[Opening Exercise data section]

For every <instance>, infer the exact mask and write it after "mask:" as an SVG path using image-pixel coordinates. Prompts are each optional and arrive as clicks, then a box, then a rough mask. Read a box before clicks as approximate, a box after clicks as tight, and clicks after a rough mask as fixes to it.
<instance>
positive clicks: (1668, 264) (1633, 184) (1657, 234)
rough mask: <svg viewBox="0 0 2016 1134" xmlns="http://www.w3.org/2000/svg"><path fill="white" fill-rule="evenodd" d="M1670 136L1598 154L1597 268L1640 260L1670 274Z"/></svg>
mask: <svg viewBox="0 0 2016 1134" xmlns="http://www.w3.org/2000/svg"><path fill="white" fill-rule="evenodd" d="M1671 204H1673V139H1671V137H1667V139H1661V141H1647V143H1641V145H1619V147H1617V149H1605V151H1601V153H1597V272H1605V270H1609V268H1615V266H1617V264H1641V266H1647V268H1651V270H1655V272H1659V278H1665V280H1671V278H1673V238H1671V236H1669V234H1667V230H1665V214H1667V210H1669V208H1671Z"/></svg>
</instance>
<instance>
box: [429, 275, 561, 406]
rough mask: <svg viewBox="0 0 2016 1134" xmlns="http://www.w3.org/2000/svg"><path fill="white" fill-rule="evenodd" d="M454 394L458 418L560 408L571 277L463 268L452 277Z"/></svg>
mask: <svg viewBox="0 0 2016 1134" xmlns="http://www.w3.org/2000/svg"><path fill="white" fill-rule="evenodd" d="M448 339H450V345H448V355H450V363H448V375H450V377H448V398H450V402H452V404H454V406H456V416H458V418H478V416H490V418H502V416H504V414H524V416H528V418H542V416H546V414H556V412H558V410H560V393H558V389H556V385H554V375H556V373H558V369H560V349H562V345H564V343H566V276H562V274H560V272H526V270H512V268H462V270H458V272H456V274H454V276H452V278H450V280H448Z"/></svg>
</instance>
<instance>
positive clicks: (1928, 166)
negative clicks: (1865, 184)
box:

[Closing Exercise data section]

- Problem to solve -
Return every record, word for word.

- Task response -
For every <instance>, infer the exact mask and write it after "mask:" as an SVG path using image-pixel coordinates. Prompts are each optional and arrive as clicks, then a box, then a rough mask. Read a box before clicks as approximate, a box after clicks as tight, and clicks after a rough mask as fixes to it.
<instance>
positive clicks: (1668, 264) (1633, 184) (1657, 234)
rough mask: <svg viewBox="0 0 2016 1134" xmlns="http://www.w3.org/2000/svg"><path fill="white" fill-rule="evenodd" d="M1670 136L1598 154L1597 268L1640 260L1670 274Z"/></svg>
mask: <svg viewBox="0 0 2016 1134" xmlns="http://www.w3.org/2000/svg"><path fill="white" fill-rule="evenodd" d="M1671 204H1673V139H1671V137H1667V139H1661V141H1647V143H1641V145H1619V147H1617V149H1605V151H1601V153H1597V272H1605V270H1609V268H1615V266H1617V264H1641V266H1647V268H1651V270H1655V272H1659V278H1665V280H1671V278H1673V238H1671V236H1669V234H1667V230H1665V214H1667V210H1669V208H1671Z"/></svg>
</instance>
<instance>
box: [429, 275, 561, 406]
rough mask: <svg viewBox="0 0 2016 1134" xmlns="http://www.w3.org/2000/svg"><path fill="white" fill-rule="evenodd" d="M454 394L458 418L560 408L571 277L463 268L452 277Z"/></svg>
mask: <svg viewBox="0 0 2016 1134" xmlns="http://www.w3.org/2000/svg"><path fill="white" fill-rule="evenodd" d="M448 339H450V345H448V355H450V363H448V375H450V377H448V398H450V402H452V404H454V406H456V416H458V418H478V416H490V418H502V416H504V414H524V416H528V418H542V416H546V414H556V412H558V410H560V393H558V389H556V385H554V375H556V373H558V369H560V349H562V345H564V343H566V276H562V274H560V272H526V270H512V268H462V270H458V272H456V274H454V276H452V278H450V280H448Z"/></svg>
</instance>
<instance>
positive clicks: (1928, 166)
negative clicks: (1865, 184)
box:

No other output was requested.